»»
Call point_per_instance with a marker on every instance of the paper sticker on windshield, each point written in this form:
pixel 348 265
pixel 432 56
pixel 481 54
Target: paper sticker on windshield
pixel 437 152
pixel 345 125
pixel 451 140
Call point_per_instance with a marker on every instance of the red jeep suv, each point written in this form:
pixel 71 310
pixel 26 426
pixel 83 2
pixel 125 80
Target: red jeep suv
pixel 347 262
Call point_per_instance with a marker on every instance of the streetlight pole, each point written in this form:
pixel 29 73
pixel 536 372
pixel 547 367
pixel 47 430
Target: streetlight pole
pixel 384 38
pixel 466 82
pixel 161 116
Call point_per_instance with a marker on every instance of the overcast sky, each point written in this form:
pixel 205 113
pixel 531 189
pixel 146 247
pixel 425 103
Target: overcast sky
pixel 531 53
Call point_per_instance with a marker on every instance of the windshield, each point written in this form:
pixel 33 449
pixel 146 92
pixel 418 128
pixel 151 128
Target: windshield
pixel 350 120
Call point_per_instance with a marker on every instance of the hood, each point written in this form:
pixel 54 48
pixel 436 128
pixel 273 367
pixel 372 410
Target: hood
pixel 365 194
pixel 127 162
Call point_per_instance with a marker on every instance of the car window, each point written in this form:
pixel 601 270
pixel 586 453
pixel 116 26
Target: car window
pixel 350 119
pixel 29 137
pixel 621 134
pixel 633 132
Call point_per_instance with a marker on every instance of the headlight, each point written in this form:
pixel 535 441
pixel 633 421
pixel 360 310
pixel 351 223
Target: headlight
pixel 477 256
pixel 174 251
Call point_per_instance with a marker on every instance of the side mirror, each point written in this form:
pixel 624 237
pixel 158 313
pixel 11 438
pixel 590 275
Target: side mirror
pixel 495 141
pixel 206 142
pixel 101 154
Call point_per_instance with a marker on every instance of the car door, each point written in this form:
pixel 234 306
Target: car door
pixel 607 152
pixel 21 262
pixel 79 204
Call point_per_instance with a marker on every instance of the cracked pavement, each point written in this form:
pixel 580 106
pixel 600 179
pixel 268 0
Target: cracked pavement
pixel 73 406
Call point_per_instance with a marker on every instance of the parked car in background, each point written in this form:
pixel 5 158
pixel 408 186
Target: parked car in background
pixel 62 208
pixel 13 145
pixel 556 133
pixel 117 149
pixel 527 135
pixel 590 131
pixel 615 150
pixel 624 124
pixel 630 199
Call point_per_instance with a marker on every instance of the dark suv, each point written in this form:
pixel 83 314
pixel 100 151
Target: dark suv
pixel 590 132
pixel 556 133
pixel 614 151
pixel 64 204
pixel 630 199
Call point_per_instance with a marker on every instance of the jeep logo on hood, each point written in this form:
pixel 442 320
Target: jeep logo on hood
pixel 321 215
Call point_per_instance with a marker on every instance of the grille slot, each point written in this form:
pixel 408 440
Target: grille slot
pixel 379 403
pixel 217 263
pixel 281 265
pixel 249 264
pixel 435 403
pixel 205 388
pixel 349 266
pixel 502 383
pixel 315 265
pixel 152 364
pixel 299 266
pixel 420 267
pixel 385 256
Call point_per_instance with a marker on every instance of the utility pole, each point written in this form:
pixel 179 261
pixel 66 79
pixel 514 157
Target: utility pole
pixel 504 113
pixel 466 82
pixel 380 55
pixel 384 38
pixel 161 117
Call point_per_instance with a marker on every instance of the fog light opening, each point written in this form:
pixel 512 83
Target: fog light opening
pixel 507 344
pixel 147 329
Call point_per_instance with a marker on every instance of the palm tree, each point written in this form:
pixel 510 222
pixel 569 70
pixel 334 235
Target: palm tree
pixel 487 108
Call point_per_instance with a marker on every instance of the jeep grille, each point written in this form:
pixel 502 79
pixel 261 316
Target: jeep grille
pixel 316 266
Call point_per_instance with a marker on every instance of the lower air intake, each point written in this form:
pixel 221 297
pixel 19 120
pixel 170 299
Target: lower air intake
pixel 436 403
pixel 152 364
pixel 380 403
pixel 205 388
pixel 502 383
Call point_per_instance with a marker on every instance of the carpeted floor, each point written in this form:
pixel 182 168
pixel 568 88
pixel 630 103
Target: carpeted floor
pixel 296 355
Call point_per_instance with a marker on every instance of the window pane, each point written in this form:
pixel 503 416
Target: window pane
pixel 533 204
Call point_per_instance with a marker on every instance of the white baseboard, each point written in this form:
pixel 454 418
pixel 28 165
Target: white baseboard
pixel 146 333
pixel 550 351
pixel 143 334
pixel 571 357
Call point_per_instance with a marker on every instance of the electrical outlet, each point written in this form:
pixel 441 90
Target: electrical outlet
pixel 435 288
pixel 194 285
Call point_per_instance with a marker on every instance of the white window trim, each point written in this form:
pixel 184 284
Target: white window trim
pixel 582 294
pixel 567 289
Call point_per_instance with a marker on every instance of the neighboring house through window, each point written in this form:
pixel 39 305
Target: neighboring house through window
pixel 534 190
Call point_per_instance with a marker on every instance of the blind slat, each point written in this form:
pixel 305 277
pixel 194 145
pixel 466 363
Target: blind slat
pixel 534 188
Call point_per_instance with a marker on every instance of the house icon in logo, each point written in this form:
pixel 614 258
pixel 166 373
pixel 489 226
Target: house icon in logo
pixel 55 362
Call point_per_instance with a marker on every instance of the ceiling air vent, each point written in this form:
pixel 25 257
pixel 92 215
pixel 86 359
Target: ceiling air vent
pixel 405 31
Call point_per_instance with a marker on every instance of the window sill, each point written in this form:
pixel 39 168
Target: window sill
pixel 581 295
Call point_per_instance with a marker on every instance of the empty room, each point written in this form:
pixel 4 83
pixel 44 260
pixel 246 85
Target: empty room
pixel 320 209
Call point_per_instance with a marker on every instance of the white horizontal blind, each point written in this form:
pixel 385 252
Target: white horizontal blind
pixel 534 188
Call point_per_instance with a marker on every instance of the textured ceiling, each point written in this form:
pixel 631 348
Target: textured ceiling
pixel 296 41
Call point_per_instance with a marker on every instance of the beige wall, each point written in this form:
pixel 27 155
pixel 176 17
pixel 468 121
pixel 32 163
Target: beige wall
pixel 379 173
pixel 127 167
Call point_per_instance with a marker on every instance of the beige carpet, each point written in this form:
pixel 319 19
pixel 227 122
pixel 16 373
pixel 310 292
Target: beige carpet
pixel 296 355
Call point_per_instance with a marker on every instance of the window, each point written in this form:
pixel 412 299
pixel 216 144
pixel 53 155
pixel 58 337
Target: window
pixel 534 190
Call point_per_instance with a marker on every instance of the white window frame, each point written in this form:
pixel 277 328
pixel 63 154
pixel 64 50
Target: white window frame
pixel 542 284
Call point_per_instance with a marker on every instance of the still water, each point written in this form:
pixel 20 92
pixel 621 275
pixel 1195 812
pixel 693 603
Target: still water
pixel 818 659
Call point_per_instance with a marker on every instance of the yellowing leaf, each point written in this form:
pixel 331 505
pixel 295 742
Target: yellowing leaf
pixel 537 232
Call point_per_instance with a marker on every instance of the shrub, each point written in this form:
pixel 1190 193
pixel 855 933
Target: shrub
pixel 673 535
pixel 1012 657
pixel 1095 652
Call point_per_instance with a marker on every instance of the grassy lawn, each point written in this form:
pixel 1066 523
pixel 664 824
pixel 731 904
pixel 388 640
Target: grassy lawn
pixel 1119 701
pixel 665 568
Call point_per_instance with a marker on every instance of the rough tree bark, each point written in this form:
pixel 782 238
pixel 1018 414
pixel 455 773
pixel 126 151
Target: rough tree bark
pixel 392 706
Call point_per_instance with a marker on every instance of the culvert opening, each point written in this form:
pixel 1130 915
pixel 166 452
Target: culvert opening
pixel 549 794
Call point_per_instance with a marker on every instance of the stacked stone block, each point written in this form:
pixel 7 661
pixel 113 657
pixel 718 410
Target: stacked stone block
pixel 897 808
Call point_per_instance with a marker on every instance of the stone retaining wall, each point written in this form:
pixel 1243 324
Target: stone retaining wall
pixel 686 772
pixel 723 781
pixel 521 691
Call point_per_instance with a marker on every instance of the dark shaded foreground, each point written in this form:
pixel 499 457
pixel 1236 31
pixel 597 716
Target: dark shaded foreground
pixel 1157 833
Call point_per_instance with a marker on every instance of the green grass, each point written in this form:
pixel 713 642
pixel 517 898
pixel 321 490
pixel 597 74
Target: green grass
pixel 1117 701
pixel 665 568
««
> _The exercise_: Starting at the line that contains "of the culvert", retype each line through the end of the listing above and nothing else.

> _Answer for the task_:
Call point_per_instance with a marker on every instance of the culvert opening, each point written in this form:
pixel 1130 915
pixel 166 452
Target: culvert opening
pixel 549 794
Call point_per_instance with a marker on every instance of the stacked stone block, each point written in this form:
pixel 7 661
pixel 113 657
pixel 718 410
Target: stacked stone block
pixel 897 808
Call point_per_instance with a marker on every instance of the stone retaining wall, each point written in this form:
pixel 1243 324
Target: stone retaining wall
pixel 686 772
pixel 723 781
pixel 521 691
Call point_per_instance with a marker on every instance of the dark shaded foreground, each point written in this form:
pixel 499 457
pixel 1236 31
pixel 597 716
Target: dark shaded foreground
pixel 1157 833
Call point_per_instance with a marker on every instance of the green grass, each point written in this form:
pixel 713 642
pixel 517 898
pixel 321 490
pixel 597 74
Target: green grass
pixel 1117 701
pixel 665 568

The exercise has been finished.